**RECORDS SHOWN:**
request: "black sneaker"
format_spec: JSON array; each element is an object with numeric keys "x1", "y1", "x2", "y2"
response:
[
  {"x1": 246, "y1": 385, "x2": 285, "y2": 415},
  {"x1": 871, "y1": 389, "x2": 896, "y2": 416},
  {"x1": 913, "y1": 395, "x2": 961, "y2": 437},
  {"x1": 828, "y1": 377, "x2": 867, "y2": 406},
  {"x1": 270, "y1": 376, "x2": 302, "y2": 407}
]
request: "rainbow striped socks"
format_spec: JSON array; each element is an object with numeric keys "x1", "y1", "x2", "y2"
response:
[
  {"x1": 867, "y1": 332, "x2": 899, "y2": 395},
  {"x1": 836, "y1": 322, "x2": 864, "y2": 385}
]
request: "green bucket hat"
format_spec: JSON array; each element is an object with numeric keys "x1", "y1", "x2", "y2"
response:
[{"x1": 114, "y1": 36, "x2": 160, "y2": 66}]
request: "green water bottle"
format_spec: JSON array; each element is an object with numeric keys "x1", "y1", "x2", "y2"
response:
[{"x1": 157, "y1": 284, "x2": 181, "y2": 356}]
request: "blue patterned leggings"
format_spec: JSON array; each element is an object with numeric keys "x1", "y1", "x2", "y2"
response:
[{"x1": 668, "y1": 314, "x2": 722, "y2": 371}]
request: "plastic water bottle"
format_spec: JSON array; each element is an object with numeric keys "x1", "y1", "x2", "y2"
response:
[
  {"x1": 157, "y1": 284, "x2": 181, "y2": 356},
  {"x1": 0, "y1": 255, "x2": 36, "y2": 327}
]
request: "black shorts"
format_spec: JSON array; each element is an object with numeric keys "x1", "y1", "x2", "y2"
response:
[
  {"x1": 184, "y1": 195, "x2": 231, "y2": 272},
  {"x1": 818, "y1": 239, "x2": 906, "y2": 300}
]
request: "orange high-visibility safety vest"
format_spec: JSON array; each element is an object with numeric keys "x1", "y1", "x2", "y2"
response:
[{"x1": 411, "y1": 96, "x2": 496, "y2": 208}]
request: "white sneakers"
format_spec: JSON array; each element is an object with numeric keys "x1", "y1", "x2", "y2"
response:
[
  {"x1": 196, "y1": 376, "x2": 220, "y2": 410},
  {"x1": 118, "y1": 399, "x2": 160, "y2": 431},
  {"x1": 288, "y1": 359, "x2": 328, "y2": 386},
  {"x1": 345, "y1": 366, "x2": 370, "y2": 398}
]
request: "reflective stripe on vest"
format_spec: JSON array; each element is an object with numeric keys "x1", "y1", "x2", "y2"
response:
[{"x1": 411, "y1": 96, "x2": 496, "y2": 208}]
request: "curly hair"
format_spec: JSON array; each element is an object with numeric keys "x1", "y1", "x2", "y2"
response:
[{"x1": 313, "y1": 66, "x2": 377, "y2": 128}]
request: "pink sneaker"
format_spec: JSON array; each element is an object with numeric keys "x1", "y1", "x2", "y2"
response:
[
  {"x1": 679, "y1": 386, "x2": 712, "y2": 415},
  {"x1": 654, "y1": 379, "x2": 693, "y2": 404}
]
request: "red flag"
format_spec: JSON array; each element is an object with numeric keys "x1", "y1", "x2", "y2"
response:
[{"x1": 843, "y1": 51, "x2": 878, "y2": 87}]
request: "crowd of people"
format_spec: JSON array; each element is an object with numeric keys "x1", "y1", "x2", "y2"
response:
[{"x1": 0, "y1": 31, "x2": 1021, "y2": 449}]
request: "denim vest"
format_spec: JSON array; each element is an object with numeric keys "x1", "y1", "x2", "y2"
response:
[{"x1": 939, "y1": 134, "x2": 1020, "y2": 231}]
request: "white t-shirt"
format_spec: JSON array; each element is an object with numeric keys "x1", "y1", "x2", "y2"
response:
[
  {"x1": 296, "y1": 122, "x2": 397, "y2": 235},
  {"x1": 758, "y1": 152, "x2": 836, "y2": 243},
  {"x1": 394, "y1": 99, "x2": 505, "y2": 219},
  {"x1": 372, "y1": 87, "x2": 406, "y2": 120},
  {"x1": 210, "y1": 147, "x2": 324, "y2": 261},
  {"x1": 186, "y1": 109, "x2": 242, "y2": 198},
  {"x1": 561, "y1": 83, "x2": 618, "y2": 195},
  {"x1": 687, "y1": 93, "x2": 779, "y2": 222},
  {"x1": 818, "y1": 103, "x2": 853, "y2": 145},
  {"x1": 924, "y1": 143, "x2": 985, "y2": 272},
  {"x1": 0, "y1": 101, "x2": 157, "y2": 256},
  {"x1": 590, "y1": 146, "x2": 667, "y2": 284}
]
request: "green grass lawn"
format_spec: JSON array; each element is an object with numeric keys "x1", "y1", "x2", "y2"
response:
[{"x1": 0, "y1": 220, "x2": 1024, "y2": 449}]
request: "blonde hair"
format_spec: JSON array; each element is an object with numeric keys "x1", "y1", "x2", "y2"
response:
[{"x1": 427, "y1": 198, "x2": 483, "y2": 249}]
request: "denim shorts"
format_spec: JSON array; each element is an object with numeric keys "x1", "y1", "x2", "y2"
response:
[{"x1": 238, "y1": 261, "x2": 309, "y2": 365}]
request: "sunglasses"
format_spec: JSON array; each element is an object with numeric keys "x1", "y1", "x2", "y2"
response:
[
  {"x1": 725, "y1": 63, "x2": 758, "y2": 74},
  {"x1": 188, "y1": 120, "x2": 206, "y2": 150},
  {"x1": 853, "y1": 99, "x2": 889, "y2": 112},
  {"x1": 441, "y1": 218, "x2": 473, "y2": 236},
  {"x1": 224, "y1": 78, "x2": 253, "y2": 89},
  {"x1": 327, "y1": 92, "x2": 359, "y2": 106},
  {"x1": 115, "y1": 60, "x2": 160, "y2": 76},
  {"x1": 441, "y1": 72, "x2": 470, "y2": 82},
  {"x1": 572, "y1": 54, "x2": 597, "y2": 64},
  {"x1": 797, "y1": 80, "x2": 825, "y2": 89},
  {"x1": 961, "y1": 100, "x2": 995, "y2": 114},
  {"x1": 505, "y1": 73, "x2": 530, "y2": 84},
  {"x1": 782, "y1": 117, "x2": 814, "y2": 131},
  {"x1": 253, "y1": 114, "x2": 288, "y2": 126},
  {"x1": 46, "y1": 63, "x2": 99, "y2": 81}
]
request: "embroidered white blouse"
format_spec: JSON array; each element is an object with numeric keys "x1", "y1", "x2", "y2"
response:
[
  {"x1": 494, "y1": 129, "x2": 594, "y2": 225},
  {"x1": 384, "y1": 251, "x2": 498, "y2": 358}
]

**WHAT TO PRODUCE:** List every line of the records above that contains the word "denim".

**SOLUTION TO THIS TASK:**
request: "denim vest"
request: "denim shorts"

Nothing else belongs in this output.